— INSTRUCTIONS FOR THE TASK —
Could you copy out the entries below with every "sample" switched to "template" and everything else left unchanged?

— DATA RECORDS —
^^^^

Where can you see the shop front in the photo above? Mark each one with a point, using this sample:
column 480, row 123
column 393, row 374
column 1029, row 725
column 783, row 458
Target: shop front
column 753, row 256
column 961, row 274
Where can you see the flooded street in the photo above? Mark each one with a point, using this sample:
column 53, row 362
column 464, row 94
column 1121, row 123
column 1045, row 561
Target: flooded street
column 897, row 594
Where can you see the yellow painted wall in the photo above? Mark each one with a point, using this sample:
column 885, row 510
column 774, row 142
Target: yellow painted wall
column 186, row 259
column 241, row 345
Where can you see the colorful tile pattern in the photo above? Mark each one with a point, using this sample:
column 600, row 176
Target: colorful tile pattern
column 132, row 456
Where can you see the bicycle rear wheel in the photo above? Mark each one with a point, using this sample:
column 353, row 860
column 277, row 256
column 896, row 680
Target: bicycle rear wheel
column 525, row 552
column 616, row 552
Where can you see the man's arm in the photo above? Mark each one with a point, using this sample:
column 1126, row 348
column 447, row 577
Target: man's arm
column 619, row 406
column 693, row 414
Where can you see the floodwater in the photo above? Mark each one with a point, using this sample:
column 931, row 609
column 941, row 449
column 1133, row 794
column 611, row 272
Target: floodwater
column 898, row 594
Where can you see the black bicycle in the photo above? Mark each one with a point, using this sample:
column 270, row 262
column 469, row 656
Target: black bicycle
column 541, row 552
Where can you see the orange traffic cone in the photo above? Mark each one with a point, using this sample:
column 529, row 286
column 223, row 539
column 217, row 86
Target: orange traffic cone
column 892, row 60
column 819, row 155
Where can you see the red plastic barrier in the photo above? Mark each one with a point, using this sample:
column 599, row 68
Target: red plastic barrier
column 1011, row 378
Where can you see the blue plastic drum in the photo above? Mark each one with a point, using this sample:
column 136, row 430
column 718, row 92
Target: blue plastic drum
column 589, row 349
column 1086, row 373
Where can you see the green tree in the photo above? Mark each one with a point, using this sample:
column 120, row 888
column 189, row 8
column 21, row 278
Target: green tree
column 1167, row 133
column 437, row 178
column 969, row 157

^^^^

— FULL ANSWER —
Where can you see the shop front in the photo above? Mark each one with a point, using this template:
column 480, row 123
column 393, row 374
column 1029, row 725
column 783, row 458
Target: shop front
column 753, row 256
column 961, row 274
Where can you see the flooded street in the photo above? Mark each one with a point, using this template:
column 53, row 362
column 464, row 94
column 1121, row 123
column 1045, row 561
Target: flooded street
column 897, row 594
Where can you see the yellow painted wall in the photo above? Mark each one with a point, using this template:
column 885, row 510
column 774, row 142
Target: yellow painted wall
column 186, row 259
column 241, row 345
Where can you see the colorful tile pattern in the photo above? Mark each one with a point, using this template:
column 600, row 176
Target: colorful tile pattern
column 132, row 456
Where can you see the bicycle rear wheel in the photo above? Mark each one with a point, using this template:
column 353, row 860
column 277, row 256
column 896, row 680
Target: bicycle rear wheel
column 525, row 552
column 616, row 552
Where can you see the man's arm in the photo above? Mark each one with a point, using this template:
column 1126, row 348
column 447, row 577
Target: man's arm
column 619, row 406
column 693, row 414
Where can you see the floodwater in the photo above? Mark each one with a point, using this template:
column 931, row 609
column 941, row 449
column 1133, row 794
column 611, row 272
Target: floodwater
column 898, row 594
Where can you see the black bicycle in the photo above? Mark each one with a point, using this template:
column 270, row 262
column 469, row 656
Target: black bicycle
column 541, row 552
Where can you see the orange traffic cone in the photo above? Mark each one with a point, using this template:
column 529, row 286
column 223, row 539
column 217, row 86
Target: orange traffic cone
column 892, row 60
column 819, row 155
Where can you see the red plastic barrier in the photo above? Mark each one with a point, using this template:
column 599, row 68
Target: red plastic barrier
column 1011, row 378
Where can you see the blue plastic drum in the photo above? Mark each one with a point, using this template:
column 136, row 430
column 718, row 92
Target: blue plastic drum
column 589, row 349
column 1086, row 373
Where can you see the green tree in the photo above? Mark each one with a point, using this template:
column 120, row 888
column 189, row 8
column 21, row 278
Target: green tree
column 1167, row 133
column 437, row 178
column 969, row 157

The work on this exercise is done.